SHORT TASK — Rewrite the items below, changing every "most helpful" to "much appreciated" and leaving the rest as it is.

[Start of ROWS]

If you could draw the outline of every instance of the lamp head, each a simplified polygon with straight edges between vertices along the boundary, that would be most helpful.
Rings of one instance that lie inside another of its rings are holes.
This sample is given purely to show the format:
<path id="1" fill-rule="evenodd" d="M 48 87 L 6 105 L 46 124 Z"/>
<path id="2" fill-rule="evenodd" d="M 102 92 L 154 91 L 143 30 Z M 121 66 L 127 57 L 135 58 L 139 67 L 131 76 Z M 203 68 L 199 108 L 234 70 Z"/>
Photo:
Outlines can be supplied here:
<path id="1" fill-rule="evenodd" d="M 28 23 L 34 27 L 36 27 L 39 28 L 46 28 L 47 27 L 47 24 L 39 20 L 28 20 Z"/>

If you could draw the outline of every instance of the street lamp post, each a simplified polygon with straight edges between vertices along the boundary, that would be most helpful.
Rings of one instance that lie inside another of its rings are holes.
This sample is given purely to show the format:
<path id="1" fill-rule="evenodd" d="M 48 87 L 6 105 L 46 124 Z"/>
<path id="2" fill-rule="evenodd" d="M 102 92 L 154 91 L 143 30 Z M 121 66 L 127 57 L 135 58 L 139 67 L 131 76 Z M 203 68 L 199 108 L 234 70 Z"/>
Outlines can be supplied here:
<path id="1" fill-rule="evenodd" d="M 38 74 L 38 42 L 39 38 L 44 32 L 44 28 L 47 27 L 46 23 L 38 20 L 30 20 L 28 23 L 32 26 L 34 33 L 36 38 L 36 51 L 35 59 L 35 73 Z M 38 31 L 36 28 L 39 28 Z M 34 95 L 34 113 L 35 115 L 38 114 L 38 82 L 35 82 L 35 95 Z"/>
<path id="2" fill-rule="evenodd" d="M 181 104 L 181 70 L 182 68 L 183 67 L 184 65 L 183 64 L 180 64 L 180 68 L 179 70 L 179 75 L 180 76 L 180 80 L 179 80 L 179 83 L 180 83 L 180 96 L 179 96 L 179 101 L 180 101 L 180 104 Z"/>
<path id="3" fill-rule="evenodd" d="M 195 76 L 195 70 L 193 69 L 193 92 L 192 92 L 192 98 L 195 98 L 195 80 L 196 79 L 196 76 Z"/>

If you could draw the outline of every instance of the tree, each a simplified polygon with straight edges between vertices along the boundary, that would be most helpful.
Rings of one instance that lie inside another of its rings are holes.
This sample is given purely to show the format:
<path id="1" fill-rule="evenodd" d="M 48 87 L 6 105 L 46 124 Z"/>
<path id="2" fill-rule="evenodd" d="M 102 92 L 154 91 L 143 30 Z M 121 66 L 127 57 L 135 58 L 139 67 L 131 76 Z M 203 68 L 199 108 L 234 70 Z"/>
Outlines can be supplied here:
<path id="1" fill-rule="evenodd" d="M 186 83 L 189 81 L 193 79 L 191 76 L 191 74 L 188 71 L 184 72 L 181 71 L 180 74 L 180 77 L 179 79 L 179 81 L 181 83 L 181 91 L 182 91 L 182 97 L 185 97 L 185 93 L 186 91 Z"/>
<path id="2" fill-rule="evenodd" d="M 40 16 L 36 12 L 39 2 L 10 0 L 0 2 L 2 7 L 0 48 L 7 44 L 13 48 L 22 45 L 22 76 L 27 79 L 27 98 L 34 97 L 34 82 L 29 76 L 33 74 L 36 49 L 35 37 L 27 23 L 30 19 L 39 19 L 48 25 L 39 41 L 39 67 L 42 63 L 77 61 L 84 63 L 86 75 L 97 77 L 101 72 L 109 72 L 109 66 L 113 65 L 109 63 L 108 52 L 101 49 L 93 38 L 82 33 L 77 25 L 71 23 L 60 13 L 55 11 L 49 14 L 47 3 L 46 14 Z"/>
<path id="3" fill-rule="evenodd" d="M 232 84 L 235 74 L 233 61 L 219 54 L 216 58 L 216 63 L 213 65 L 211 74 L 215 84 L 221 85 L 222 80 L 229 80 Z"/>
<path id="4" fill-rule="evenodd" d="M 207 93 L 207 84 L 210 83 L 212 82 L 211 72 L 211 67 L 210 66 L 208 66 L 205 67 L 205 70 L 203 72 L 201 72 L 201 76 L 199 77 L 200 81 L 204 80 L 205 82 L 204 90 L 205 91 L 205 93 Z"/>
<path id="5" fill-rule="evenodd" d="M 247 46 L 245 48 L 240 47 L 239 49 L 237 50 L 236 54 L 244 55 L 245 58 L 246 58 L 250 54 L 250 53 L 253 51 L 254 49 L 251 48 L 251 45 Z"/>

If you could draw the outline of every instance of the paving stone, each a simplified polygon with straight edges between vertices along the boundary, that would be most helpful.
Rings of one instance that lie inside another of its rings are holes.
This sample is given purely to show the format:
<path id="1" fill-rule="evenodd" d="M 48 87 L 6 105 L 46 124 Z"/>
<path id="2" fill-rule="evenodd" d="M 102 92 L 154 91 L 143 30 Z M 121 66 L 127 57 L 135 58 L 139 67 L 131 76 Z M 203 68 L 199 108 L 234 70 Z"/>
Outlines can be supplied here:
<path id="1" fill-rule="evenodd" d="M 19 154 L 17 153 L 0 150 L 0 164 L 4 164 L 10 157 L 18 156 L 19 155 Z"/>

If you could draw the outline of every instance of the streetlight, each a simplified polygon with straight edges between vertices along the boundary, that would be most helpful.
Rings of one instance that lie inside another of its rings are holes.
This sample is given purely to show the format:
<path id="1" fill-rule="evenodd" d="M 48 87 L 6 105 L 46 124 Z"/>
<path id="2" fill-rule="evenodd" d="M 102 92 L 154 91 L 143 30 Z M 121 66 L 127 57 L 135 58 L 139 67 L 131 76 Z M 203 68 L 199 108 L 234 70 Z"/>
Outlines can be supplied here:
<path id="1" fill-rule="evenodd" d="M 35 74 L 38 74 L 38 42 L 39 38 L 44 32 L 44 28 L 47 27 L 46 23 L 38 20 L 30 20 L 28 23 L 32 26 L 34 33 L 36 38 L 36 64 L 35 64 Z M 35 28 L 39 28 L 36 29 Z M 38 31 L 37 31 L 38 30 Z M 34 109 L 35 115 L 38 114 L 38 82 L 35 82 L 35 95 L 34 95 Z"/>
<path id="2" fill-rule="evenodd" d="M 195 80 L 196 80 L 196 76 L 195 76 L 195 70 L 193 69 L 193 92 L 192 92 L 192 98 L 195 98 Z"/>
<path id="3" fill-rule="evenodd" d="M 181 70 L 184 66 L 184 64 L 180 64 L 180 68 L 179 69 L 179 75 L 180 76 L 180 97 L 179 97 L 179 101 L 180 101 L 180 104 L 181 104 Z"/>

[End of ROWS]

WRITTEN ANSWER —
If you could draw the outline of every instance of the lamp head, each a simplified polygon with straight edges between vertices along the boundary, that would be much appreciated.
Rings of one instance that lie inside another of its rings are holes.
This sample is given purely to show the format:
<path id="1" fill-rule="evenodd" d="M 48 87 L 6 105 L 46 124 Z"/>
<path id="2" fill-rule="evenodd" d="M 102 92 L 154 91 L 143 30 Z M 121 66 L 127 57 L 135 58 L 139 67 L 131 76 Z M 203 68 L 199 108 L 234 70 Z"/>
Photo:
Outlines can be supplied here:
<path id="1" fill-rule="evenodd" d="M 28 23 L 34 27 L 36 27 L 39 28 L 46 28 L 47 27 L 47 24 L 39 20 L 28 20 Z"/>

If you could draw the outline of every instance of the street lamp post, each a simplified polygon with straight edges between vertices along the boundary, that would be much appreciated.
Rings of one instance that lie inside another of its rings are holes.
This sample is given purely to show the format:
<path id="1" fill-rule="evenodd" d="M 48 87 L 6 105 L 46 124 Z"/>
<path id="2" fill-rule="evenodd" d="M 102 92 L 154 91 L 143 30 Z M 121 66 L 127 57 L 135 58 L 139 67 L 131 76 Z M 203 68 L 199 108 L 234 70 Z"/>
Outlines can be supplied here:
<path id="1" fill-rule="evenodd" d="M 38 74 L 38 42 L 39 38 L 44 32 L 44 28 L 47 27 L 46 23 L 38 20 L 30 20 L 28 23 L 32 26 L 34 33 L 36 38 L 36 51 L 35 59 L 35 73 Z M 38 31 L 36 28 L 39 28 Z M 34 95 L 34 113 L 35 115 L 38 114 L 38 82 L 35 82 L 35 95 Z"/>
<path id="2" fill-rule="evenodd" d="M 181 104 L 181 70 L 182 68 L 183 67 L 184 65 L 183 64 L 180 64 L 180 68 L 179 70 L 179 75 L 180 76 L 180 80 L 179 80 L 179 83 L 180 83 L 180 96 L 179 96 L 179 101 L 180 101 L 180 104 Z"/>
<path id="3" fill-rule="evenodd" d="M 195 76 L 195 70 L 193 69 L 193 92 L 192 92 L 192 98 L 195 98 L 195 80 L 196 79 L 196 76 Z"/>

If you could draw the outline of every instance of the tree, each a simplified polygon with straight edges between vertices along the boundary, that would be much appreciated.
Rings of one instance that lie inside another of its rings are holes.
This sample is given purely to show the format:
<path id="1" fill-rule="evenodd" d="M 48 87 L 6 105 L 46 124 Z"/>
<path id="2" fill-rule="evenodd" d="M 102 92 L 154 91 L 143 30 Z M 121 66 L 127 57 L 135 58 L 139 67 L 131 76 Z M 203 68 L 199 108 L 234 70 Z"/>
Outlines can be supplied here:
<path id="1" fill-rule="evenodd" d="M 186 83 L 189 81 L 193 79 L 191 76 L 191 74 L 188 71 L 184 72 L 181 71 L 180 74 L 180 77 L 179 79 L 179 81 L 181 83 L 181 91 L 182 91 L 182 97 L 185 97 L 185 93 L 186 91 Z"/>
<path id="2" fill-rule="evenodd" d="M 40 16 L 36 12 L 39 2 L 10 0 L 0 2 L 2 7 L 0 48 L 7 44 L 13 48 L 22 45 L 22 76 L 27 79 L 27 98 L 34 97 L 34 82 L 29 76 L 33 74 L 36 49 L 35 37 L 27 23 L 30 19 L 39 19 L 48 25 L 39 41 L 39 67 L 42 63 L 77 61 L 84 63 L 86 75 L 97 77 L 101 72 L 109 72 L 109 66 L 113 65 L 109 63 L 108 52 L 101 49 L 93 38 L 82 33 L 77 25 L 71 23 L 60 13 L 55 11 L 49 14 L 47 3 L 46 14 Z"/>
<path id="3" fill-rule="evenodd" d="M 232 84 L 235 74 L 233 61 L 219 54 L 216 58 L 216 63 L 213 65 L 211 74 L 215 84 L 221 85 L 222 80 L 229 80 Z"/>
<path id="4" fill-rule="evenodd" d="M 207 93 L 207 84 L 210 83 L 212 82 L 211 72 L 211 67 L 210 66 L 208 66 L 205 67 L 205 70 L 203 72 L 201 72 L 201 76 L 199 77 L 200 81 L 204 80 L 205 82 L 204 90 L 205 91 L 205 93 Z"/>
<path id="5" fill-rule="evenodd" d="M 247 46 L 245 48 L 240 47 L 239 49 L 237 50 L 236 54 L 244 55 L 245 58 L 246 58 L 250 54 L 250 53 L 253 51 L 254 49 L 251 48 L 251 45 Z"/>

If you could draw the outline of every instance of the paving stone, each a simplified polygon with straight edges between vertices along the boundary, that would be much appreciated.
Rings of one instance that lie inside another of its rings are holes.
This sample is given purely to show the format:
<path id="1" fill-rule="evenodd" d="M 48 87 L 6 105 L 46 124 Z"/>
<path id="2" fill-rule="evenodd" d="M 102 92 L 154 91 L 143 30 Z M 121 66 L 127 57 L 135 58 L 139 67 L 131 76 Z M 203 68 L 199 108 L 234 70 Z"/>
Outlines can be supplied here:
<path id="1" fill-rule="evenodd" d="M 19 154 L 17 153 L 0 150 L 0 164 L 4 164 L 10 157 L 18 156 L 19 155 Z"/>

If you could draw the outline of every instance of the streetlight, each a simplified polygon with straight edges between vertices along the boundary, that would be much appreciated.
Rings of one instance that lie inside another of its rings are holes.
This sample is given purely to show the format:
<path id="1" fill-rule="evenodd" d="M 48 87 L 6 105 L 46 124 Z"/>
<path id="2" fill-rule="evenodd" d="M 102 92 L 154 91 L 143 30 Z M 121 66 L 127 57 L 135 58 L 139 67 L 131 76 Z M 203 68 L 199 108 L 234 70 Z"/>
Outlines can be supplied here:
<path id="1" fill-rule="evenodd" d="M 35 74 L 38 74 L 38 42 L 39 38 L 44 32 L 44 28 L 47 27 L 46 23 L 38 20 L 30 20 L 28 23 L 32 26 L 34 33 L 36 38 L 36 64 L 35 64 Z M 35 28 L 39 28 L 36 29 Z M 38 31 L 37 31 L 38 30 Z M 34 109 L 35 115 L 38 114 L 38 82 L 35 82 L 35 95 L 34 95 Z"/>
<path id="2" fill-rule="evenodd" d="M 195 80 L 196 80 L 196 76 L 195 76 L 195 70 L 193 69 L 193 92 L 192 92 L 192 98 L 195 98 Z"/>
<path id="3" fill-rule="evenodd" d="M 181 70 L 184 66 L 184 64 L 180 64 L 180 68 L 179 69 L 179 75 L 180 76 L 180 97 L 179 97 L 179 101 L 180 101 L 180 104 L 181 104 Z"/>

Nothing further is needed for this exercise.